— Stated task A —
Duplicate the notes on classroom ethics word for word, everything from "Professors do not" down to "fulfilling life? (19).".
— Stated task B —
Pick up the notes on classroom ethics after their last sentence and carry them forward in the same voice.

Professors can follow this model (try to follow this model) and still perpetuate dictatorships in the classroom the replicate structures of domination. How then can we check to make sure that we do not fall into this trap.

[I think of Derrida and deconstructive ethics here: the emotion we should follow is one of [existential] anxiety. To always be questioning, nervous, hesitant that we are doing enough for our students, that we are challenging power structures enough, that we are being ethical enough. We can never relax and say we got it right because that attitude leads to falling back on perpetuating power structures.]

Professors do not have to be dictators (18).

Students increasingly “feel that there are no clear ethical guidelines shaping actions” and they want education to be liberatory (19). I say, it’s good there are no clear ethical guidelines. Guidelines, strict definitions, have us falsely believe that if we follow them, we are doing the right thing. Instead, we should always question.

One question we should ask is how will what we teach students—really, what students learn—will help them have a more fulfilling life? (19).

— Data excerpts —
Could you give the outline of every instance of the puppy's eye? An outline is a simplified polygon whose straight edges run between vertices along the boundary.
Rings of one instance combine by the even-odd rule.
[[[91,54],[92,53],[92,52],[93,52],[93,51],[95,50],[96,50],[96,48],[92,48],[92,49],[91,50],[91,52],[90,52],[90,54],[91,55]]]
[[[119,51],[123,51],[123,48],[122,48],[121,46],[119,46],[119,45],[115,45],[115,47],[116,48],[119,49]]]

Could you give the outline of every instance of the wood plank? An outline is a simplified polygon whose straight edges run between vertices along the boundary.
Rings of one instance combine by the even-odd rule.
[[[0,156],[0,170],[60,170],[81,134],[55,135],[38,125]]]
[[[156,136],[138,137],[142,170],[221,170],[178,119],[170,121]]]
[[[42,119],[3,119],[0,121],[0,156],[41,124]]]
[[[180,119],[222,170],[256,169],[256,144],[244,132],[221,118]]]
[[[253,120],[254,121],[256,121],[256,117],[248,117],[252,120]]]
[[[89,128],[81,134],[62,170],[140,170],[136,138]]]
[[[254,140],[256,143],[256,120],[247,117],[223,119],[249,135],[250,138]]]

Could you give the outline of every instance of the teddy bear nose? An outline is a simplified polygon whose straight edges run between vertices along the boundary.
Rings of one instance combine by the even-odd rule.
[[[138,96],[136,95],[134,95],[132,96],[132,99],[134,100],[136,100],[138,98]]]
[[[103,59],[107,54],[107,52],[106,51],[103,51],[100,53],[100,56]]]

— Reply A —
Professors do not have to be dictators (18).

Students increasingly “feel that there are no clear ethical guidelines shaping actions” and they want education to be liberatory (19). I say, it’s good there are no clear ethical guidelines. Guidelines, strict definitions, have us falsely believe that if we follow them, we are doing the right thing. Instead, we should always question.

One question we should ask is how will what we teach students—really, what students learn—will help them have a more fulfilling life? (19).

— Reply B —
We then read about one of hooks’ students and the tensions that this kind of teaching can have.

“When education is the practice of freedom, students are not the only ones who are sked to share, to confess” Engaged pedagogy involves allowing one’s self to be vulnerable in the classroom, teachers and students. Engaged pedagogy asks for teachers to grow as well. As hooks puts it “In my classroom, I do not expect students to take any risks that I would not take, to share in any way that I woud not share” (19).

As a professor, I need to think more critically about how I can break down dominant power structures in the classroom. I have started by rethinking the way I grade students, the way I engage with students, what I share with students. And I look forward to the rest of this book for more strategies.